ASSIGNED TASK = Edit the book review by copying it from the words "I got hooked" through the words "got me hooked.", replacing "ride" with "journey".

EXTRACT PROVIDED =
|---|

A Face Like Glass, Frances Hardinge
Review from November 24th, 2012
I’d never heard of Frances Hardinge before, and I have no idea how I came across this on the Kindle store, but I’m so very glad I did. It’s an enchantment of a book — I think I said something similar, recently, about Erin Morgenstern’s The Night Circus, and I can see the similarities there: the long games being played in both plots, the dazzling strangeness of the worldbuilding, the magic of it all. But at the same time, they’re very different stories: it’s just something about the flavour that’s similar.
A Face Like Glass is marketed as YA, but I don’t think you should see that as a discouragement. It’s not one of those YA books that slots neatly into the ranks of the YA books that’ve come before: it’s something wild and entirely itself. The same goes for the fact that I’ve tagged it as dystopia — it doesn’t follow the current dystopia tropes either. It felt like a breath of fresh air for me.
I got hooked on it from Amazon’s preview, which is worth a look: it’s a slowish start compared to the pace the book gets to near the end, but if you’re intrigued by it, you’re in for a wonderful ride. I loved every scrap of it, to the extent where I’m almost afraid to look for Frances Hardinge’s other books in case they aren’t as good. I love Neverfell and I love the bizarre details of the world and all the weird concepts like people being unable to perform expressions without learning them and…
Basically, it’s a heck of a ride. Best impulse buy of my year, up to and including my big plush Moomin. Possibly excluding only the ticket I bought to the screening of Avengers Assemble that got me hooked.

|---|

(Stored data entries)
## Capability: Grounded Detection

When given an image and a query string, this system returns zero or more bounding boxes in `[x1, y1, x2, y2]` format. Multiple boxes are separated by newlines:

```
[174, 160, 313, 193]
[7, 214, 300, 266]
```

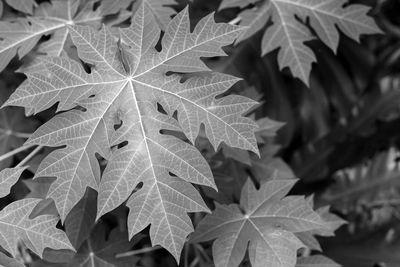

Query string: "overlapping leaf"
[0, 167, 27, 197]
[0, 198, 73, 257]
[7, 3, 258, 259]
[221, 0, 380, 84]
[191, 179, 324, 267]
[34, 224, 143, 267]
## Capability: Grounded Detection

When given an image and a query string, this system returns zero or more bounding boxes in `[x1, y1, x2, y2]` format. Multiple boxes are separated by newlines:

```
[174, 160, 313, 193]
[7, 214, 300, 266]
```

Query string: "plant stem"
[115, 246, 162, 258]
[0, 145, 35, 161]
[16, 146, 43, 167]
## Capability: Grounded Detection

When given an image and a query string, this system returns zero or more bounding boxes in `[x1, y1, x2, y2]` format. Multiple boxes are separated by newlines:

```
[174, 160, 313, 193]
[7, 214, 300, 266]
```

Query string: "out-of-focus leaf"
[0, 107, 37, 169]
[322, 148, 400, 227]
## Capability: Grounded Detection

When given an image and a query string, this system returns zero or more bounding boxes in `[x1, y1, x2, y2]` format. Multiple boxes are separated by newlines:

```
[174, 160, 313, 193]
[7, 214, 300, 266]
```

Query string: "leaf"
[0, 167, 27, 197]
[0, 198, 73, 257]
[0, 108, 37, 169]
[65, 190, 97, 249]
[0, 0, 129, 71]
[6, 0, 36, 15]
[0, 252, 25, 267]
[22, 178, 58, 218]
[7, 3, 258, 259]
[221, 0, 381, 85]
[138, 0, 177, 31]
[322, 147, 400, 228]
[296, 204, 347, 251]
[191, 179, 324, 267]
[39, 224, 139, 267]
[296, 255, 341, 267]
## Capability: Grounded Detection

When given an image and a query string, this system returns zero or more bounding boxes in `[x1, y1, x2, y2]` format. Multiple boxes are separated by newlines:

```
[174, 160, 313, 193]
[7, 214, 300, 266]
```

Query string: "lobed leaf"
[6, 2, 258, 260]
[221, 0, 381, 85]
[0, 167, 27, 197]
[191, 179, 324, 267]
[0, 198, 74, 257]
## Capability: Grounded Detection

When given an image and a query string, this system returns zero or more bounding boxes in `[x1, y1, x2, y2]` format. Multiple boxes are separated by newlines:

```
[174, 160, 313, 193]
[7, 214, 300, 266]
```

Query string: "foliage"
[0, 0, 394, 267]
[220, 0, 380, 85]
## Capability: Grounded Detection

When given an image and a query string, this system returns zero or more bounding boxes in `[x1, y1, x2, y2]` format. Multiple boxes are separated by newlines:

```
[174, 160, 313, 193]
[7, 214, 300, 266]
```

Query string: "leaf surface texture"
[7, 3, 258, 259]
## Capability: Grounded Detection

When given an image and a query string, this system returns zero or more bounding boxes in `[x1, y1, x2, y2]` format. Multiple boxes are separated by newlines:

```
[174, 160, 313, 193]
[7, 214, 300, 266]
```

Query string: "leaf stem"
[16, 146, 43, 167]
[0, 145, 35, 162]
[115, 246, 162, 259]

|---|

EXERCISE RESULT =
I got hooked on it from Amazon’s preview, which is worth a look: it’s a slowish start compared to the pace the book gets to near the end, but if you’re intrigued by it, you’re in for a wonderful journey. I loved every scrap of it, to the extent where I’m almost afraid to look for Frances Hardinge’s other books in case they aren’t as good. I love Neverfell and I love the bizarre details of the world and all the weird concepts like people being unable to perform expressions without learning them and…
Basically, it’s a heck of a journey. Best impulse buy of my year, up to and including my big plush Moomin. Possibly excluding only the ticket I bought to the screening of Avengers Assemble that got me hooked.